» **Work required**: In the patent passage on machine learning models, reproduce word for word the part that starts with the words containing "This specification relates" and ends with "of the model.".

» **Given passage**:

Segment Open

This application claims priority to U.S. Provisional Application No. 63/650,865, filed on May 22, 2024. The disclosure of the prior application is considered part of and is incorporated by reference in the disclosure of this application.
This specification relates to processing data using machine learning models.
Machine learning models receive an input and generate an output, e.g., a predicted output, based on the received input. Some machine learning models are parametric models and generate the output based on the received input and on values of the parameters of the model.
Some machine learning models are deep models that employ multiple layers of models to generate an output for a received input. For example, a deep neural network is a deep machine learning model that includes an output layer and one or more hidden layers that each apply a non-linear transformation to a received input to generate an output.
This specification describes systems and methods implemented as computer programs on one or more computers in one or more locations that can train a generative neural network (“target generative neural network”) using “soft preferences” to adapt a data item generation policy of the generative neural network to the soft preferences. That is, this specification describes techniques for training the generative neural network so that output data items better reflect the soft preferences.

Segment Closed

» **Data for review**:

Segment Open

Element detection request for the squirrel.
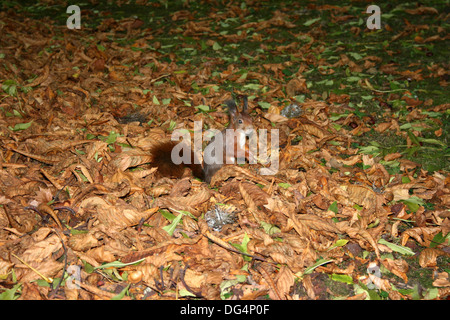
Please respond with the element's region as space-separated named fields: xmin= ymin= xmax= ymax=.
xmin=150 ymin=97 xmax=256 ymax=184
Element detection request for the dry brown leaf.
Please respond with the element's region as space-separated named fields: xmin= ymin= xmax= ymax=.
xmin=419 ymin=248 xmax=450 ymax=268
xmin=275 ymin=266 xmax=295 ymax=299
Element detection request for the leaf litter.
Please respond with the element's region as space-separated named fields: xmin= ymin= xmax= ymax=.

Segment Closed

» **Exercise solution**:
This specification relates to processing data using machine learning models.
Machine learning models receive an input and generate an output, e.g., a predicted output, based on the received input. Some machine learning models are parametric models and generate the output based on the received input and on values of the parameters of the model.